PROBLEM DESCRIPTION. I need the number of lines in the data that include "above"; reply with that number alone.

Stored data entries
== == ==

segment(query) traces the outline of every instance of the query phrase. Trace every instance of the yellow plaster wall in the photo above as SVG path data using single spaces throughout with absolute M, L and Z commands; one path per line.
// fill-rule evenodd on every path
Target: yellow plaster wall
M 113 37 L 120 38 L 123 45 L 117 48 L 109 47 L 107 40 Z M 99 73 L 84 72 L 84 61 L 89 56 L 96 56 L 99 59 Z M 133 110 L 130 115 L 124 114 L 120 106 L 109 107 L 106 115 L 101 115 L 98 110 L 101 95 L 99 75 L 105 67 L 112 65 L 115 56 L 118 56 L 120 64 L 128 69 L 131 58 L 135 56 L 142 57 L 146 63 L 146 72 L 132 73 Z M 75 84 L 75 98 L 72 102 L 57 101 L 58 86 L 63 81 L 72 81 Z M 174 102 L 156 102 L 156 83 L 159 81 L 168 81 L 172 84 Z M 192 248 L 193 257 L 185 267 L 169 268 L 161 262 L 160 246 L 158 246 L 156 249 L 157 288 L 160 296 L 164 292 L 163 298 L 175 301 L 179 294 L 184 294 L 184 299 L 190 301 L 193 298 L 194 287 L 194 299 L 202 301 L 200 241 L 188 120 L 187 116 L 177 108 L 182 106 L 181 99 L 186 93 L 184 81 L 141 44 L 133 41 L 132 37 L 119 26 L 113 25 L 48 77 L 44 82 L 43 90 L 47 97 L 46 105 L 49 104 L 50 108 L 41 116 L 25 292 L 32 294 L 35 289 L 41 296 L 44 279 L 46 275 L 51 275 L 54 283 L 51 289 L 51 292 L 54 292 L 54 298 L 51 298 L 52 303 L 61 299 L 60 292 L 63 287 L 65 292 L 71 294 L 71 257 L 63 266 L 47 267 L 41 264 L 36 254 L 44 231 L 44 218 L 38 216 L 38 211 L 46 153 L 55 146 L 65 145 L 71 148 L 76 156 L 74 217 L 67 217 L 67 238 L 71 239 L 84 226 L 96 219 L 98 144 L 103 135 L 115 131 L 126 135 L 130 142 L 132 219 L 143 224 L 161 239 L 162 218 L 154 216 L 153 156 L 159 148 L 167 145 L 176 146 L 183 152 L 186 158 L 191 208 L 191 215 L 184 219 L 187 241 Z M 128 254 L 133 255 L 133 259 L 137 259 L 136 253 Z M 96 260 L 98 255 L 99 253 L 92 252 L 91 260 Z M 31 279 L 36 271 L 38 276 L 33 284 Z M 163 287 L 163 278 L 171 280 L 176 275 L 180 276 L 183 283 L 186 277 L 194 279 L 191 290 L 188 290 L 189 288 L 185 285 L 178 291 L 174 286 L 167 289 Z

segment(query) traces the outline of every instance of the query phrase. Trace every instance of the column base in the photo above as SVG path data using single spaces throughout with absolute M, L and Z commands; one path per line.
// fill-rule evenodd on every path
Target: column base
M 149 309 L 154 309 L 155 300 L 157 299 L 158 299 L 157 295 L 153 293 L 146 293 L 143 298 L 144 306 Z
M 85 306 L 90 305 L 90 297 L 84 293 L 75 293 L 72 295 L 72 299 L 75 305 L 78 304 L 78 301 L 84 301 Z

== == ==

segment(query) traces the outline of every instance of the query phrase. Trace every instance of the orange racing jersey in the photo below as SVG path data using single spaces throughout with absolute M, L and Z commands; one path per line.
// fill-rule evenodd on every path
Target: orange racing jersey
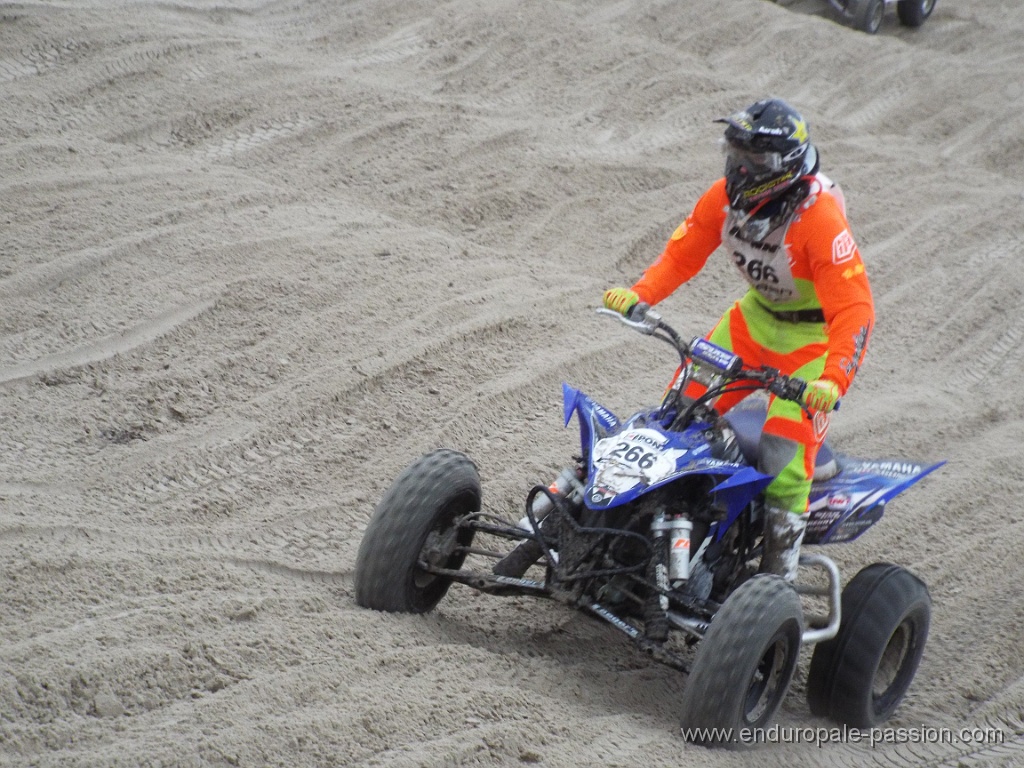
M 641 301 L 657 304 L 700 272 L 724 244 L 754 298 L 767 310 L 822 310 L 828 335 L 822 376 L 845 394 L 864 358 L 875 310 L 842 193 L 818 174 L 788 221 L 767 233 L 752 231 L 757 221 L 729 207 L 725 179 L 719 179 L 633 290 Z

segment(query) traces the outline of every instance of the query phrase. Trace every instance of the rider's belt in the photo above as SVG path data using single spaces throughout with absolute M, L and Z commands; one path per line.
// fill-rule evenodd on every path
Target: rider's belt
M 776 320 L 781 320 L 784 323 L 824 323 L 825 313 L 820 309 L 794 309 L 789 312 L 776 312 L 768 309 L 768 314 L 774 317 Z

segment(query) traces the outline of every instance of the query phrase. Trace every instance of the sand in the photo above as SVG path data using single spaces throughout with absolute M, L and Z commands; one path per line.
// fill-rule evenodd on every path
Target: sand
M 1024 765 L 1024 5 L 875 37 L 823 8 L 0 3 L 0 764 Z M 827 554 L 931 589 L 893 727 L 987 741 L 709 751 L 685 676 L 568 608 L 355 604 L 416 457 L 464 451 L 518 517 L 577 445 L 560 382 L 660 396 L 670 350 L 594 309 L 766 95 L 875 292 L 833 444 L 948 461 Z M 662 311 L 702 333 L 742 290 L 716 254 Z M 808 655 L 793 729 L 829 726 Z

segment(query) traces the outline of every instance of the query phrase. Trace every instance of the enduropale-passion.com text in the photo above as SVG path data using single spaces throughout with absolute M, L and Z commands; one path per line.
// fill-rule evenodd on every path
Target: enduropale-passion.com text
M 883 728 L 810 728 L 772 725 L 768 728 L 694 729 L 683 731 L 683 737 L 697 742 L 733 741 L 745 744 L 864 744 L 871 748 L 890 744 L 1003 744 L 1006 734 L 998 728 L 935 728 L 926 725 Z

== == ==

ANSWER SECTION. 5